From the dataset entries below, pull out every line that contains the string "positive" and copy each one in full. Treat the match as case-sensitive.

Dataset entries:
[Start of section]
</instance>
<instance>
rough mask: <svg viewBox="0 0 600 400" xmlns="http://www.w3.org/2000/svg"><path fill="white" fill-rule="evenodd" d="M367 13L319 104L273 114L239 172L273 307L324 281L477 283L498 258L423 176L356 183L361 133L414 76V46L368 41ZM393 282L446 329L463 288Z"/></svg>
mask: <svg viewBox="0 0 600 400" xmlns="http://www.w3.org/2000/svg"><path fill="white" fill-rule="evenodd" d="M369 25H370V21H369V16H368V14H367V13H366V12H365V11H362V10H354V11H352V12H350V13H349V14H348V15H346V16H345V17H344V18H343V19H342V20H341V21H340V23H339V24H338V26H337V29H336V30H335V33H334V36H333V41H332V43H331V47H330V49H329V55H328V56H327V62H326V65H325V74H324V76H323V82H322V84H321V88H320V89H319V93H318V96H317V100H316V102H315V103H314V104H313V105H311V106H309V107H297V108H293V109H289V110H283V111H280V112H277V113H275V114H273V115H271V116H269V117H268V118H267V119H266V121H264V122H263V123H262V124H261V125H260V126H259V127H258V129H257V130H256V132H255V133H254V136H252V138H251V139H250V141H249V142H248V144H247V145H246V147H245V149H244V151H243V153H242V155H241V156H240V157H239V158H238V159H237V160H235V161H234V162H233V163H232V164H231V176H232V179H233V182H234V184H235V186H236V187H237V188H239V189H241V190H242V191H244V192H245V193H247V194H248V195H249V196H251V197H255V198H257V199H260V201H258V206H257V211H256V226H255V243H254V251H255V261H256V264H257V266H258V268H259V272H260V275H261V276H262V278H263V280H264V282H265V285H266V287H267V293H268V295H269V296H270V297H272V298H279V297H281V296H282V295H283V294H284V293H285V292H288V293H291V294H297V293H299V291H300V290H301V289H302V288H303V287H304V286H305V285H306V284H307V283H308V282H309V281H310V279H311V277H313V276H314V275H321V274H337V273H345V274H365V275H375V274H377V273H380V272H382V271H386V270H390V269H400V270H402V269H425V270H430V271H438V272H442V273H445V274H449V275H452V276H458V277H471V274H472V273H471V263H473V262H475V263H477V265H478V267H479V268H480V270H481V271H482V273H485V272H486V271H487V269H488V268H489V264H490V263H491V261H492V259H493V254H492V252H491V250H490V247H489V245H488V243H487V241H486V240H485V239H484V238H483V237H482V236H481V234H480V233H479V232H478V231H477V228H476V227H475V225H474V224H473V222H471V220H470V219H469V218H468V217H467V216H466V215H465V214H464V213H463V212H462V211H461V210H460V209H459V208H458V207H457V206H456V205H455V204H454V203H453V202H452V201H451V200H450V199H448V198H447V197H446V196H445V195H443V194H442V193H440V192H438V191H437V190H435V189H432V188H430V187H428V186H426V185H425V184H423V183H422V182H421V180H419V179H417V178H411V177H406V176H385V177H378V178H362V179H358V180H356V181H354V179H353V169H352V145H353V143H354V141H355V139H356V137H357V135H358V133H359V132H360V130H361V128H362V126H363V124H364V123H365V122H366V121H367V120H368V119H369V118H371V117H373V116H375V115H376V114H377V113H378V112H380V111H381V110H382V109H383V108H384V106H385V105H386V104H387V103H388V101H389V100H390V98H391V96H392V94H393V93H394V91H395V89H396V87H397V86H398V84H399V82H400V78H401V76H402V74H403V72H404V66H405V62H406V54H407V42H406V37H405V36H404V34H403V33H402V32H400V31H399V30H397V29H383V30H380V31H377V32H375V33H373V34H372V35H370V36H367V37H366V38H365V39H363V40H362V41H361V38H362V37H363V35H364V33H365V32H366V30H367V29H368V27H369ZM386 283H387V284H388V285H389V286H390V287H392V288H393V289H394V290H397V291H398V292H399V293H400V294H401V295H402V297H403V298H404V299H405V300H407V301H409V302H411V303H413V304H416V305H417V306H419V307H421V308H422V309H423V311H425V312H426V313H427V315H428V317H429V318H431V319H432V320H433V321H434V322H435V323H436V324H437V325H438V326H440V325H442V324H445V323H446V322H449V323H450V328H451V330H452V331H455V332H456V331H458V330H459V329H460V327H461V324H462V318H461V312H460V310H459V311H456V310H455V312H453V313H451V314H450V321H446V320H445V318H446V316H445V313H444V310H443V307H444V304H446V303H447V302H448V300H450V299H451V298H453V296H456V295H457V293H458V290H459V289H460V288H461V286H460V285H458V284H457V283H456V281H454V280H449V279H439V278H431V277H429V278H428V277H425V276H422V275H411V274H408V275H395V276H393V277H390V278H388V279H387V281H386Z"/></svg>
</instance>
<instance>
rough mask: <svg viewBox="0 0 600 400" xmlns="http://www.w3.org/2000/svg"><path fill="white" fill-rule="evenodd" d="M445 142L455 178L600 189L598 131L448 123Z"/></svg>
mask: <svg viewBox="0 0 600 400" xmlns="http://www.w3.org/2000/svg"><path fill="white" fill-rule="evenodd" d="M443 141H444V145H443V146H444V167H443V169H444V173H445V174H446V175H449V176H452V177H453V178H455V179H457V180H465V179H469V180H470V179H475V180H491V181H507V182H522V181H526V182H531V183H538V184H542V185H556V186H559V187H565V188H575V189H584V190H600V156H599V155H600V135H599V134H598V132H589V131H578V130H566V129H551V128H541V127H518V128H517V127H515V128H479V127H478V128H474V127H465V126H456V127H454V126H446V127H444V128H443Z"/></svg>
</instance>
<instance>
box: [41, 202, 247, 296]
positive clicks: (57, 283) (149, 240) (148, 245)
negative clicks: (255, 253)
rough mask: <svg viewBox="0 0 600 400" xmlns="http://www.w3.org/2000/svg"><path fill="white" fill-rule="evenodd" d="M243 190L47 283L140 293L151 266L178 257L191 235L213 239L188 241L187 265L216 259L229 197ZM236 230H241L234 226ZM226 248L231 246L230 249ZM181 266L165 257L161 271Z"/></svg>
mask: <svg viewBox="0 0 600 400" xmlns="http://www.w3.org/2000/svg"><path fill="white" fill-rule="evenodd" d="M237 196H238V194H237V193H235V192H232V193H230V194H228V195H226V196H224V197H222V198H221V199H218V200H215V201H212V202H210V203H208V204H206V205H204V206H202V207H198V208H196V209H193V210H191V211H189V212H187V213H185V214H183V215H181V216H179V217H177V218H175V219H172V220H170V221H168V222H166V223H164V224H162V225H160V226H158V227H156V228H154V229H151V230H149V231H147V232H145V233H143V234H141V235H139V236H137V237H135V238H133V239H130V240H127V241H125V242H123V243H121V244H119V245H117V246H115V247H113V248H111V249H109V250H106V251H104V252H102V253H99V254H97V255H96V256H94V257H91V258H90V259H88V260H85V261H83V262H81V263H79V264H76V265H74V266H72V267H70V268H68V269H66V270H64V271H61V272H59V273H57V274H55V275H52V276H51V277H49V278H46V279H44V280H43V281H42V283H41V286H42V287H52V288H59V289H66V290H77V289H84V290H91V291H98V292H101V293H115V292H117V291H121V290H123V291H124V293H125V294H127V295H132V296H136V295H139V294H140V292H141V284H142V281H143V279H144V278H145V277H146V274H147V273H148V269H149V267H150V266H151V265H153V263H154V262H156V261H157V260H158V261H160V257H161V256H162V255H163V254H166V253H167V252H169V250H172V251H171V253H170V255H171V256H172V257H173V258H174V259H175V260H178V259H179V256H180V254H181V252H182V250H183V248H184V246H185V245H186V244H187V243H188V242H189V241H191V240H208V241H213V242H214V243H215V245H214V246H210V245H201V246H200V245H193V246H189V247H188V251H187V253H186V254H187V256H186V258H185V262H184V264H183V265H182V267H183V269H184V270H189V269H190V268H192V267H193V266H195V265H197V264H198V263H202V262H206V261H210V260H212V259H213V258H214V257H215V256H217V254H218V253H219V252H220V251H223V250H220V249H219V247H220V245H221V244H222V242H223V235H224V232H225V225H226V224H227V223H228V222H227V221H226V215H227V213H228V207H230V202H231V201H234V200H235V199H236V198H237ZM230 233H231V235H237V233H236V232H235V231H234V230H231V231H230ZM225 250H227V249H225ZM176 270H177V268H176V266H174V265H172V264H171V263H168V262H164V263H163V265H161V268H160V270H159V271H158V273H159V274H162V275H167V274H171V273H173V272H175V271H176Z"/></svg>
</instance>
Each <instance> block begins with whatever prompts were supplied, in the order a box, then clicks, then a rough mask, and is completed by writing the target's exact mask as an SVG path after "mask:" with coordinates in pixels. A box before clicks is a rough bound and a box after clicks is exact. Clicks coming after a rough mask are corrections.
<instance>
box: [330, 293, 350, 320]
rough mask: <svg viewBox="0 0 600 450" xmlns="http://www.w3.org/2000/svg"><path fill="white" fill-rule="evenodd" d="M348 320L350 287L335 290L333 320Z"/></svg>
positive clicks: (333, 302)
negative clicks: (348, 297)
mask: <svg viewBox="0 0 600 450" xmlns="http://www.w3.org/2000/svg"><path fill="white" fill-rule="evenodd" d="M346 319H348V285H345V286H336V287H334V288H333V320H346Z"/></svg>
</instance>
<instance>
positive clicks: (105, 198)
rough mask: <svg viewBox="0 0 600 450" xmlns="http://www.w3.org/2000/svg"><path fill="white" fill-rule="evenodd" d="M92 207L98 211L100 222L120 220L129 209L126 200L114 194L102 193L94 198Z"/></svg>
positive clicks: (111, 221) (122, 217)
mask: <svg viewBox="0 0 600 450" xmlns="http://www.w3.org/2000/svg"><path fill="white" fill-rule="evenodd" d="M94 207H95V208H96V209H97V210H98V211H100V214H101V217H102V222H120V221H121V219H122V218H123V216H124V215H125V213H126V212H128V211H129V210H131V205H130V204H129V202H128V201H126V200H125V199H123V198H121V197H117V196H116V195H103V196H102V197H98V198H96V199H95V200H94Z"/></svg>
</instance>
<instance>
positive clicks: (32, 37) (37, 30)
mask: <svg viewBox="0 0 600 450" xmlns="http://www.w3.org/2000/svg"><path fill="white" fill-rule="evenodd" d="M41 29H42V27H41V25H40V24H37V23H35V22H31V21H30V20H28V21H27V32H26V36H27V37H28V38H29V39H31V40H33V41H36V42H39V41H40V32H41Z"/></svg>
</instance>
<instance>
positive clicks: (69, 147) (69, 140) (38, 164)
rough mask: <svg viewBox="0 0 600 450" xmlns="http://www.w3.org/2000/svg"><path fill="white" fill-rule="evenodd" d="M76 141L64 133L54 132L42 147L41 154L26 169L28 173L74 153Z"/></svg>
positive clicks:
[End of section]
(EXERCISE SOLUTION):
positive clicks: (57, 283) (149, 240) (148, 245)
positive clicks: (333, 302)
positive clicks: (105, 198)
positive clicks: (111, 221) (122, 217)
positive clicks: (32, 37) (37, 30)
positive clicks: (69, 147) (69, 140) (38, 164)
positive clicks:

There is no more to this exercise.